> [Material shown]:
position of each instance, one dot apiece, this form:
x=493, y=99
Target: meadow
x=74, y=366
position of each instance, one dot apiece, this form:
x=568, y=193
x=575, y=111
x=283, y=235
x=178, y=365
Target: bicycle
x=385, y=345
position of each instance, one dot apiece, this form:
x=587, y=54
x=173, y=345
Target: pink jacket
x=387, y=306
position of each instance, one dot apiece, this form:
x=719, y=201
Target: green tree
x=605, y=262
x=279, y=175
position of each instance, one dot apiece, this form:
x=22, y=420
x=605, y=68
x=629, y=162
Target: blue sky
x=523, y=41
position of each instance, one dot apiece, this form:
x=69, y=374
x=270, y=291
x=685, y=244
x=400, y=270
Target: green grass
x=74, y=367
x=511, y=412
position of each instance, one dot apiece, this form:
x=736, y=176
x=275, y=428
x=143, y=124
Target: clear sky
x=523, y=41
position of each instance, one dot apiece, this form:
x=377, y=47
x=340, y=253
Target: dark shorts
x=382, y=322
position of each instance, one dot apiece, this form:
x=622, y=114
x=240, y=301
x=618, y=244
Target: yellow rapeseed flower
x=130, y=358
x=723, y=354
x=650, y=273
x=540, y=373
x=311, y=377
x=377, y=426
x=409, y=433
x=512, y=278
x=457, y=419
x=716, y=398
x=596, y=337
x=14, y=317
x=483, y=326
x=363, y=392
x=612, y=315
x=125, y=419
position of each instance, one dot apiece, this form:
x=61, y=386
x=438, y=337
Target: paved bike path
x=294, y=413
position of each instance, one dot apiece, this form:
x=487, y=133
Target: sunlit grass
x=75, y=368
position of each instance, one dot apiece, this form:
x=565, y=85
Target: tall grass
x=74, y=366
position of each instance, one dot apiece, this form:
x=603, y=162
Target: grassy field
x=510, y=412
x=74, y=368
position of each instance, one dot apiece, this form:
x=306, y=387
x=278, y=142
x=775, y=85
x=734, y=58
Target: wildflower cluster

> [Written instruction]: Please print all of the material above again, keeping every line unchanged and in its original order.

> [Reply]:
position of each instance, one dot apiece, this form:
x=493, y=99
Target: meadow
x=74, y=366
position of each instance, one dot apiece, this form:
x=568, y=193
x=575, y=111
x=283, y=235
x=178, y=365
Target: bicycle
x=385, y=345
position of each instance, one dot apiece, this form:
x=587, y=54
x=173, y=345
Target: pink jacket
x=387, y=306
position of each instance, one dot apiece, this form:
x=719, y=201
Target: green tree
x=605, y=262
x=279, y=175
position of each instance, one dot apiece, this form:
x=22, y=420
x=605, y=68
x=629, y=162
Target: blue sky
x=523, y=41
position of each instance, one dot apiece, this form:
x=69, y=374
x=270, y=291
x=685, y=244
x=400, y=270
Target: green grass
x=74, y=367
x=511, y=412
position of each instance, one dot apiece, this form:
x=736, y=176
x=275, y=428
x=143, y=124
Target: clear sky
x=523, y=41
position of each instance, one dot apiece, this form:
x=377, y=47
x=340, y=253
Target: dark shorts
x=382, y=322
position of each instance, one dot apiece, this form:
x=622, y=114
x=240, y=301
x=618, y=244
Target: yellow rapeseed flower
x=130, y=358
x=723, y=354
x=650, y=273
x=540, y=373
x=311, y=377
x=377, y=426
x=409, y=433
x=512, y=278
x=457, y=419
x=716, y=398
x=596, y=337
x=14, y=317
x=483, y=326
x=363, y=392
x=612, y=315
x=125, y=419
position of each instance, one dot apiece, this form:
x=61, y=386
x=438, y=337
Target: paved bike path
x=294, y=413
position of each instance, one dot apiece, this form:
x=487, y=133
Target: sunlit grass
x=75, y=368
position of each instance, one dot apiece, this form:
x=565, y=85
Target: tall grass
x=74, y=366
position of each instance, one dot apiece, this form:
x=603, y=162
Target: grassy field
x=510, y=412
x=74, y=368
position of each instance, one dot apiece, this form:
x=306, y=387
x=278, y=142
x=775, y=85
x=734, y=58
Target: wildflower cluster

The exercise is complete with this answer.